● **Your objective**:
Copy the line with "Target: window on building" and all lines following it through the last line of the entries, exactly as written.

● **Excerpted records**:
□ □ □ □ □ □ □
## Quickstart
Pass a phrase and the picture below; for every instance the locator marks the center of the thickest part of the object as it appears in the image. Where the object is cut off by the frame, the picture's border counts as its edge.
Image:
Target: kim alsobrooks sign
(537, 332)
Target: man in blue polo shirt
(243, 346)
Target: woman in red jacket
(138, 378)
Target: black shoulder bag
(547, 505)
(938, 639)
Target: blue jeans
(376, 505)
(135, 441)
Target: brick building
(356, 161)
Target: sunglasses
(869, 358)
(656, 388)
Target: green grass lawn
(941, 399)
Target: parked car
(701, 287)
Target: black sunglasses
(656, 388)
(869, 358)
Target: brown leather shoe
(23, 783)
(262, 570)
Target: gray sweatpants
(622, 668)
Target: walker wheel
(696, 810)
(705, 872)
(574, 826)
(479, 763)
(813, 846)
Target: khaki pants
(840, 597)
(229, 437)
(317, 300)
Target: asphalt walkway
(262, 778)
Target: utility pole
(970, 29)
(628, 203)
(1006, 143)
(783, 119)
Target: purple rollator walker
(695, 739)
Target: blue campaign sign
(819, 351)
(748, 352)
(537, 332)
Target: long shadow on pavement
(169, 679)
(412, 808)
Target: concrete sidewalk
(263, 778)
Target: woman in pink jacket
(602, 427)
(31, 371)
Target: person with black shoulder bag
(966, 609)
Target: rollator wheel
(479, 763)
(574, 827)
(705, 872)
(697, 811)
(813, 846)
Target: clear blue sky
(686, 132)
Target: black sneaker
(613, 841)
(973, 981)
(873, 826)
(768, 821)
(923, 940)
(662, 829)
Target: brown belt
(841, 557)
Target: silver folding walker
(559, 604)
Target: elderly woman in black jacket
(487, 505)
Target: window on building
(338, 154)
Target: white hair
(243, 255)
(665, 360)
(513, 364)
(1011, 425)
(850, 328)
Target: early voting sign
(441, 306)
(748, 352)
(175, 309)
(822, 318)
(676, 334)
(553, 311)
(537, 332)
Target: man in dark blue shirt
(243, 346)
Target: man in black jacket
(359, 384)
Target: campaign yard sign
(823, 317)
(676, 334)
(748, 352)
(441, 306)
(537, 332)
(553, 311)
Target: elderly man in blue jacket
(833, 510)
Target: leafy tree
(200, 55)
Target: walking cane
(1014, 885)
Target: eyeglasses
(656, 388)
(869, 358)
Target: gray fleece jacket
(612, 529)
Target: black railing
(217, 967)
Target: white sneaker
□ □ □ □ □ □ □
● **Result of this task**:
Target: window on building
(338, 154)
Target: white hair
(243, 255)
(665, 360)
(513, 364)
(1011, 425)
(850, 328)
Target: early voting sign
(441, 306)
(748, 352)
(175, 309)
(822, 318)
(676, 334)
(553, 311)
(537, 332)
Target: man in dark blue shirt
(243, 346)
Target: man in black jacket
(359, 384)
Target: campaign yard sign
(823, 317)
(676, 334)
(748, 352)
(441, 306)
(537, 332)
(553, 311)
Target: elderly man in blue jacket
(833, 510)
Target: leafy tree
(200, 55)
Target: walking cane
(1014, 885)
Target: eyeglasses
(656, 388)
(869, 358)
Target: gray fleece jacket
(612, 529)
Target: black railing
(217, 967)
Target: white sneaker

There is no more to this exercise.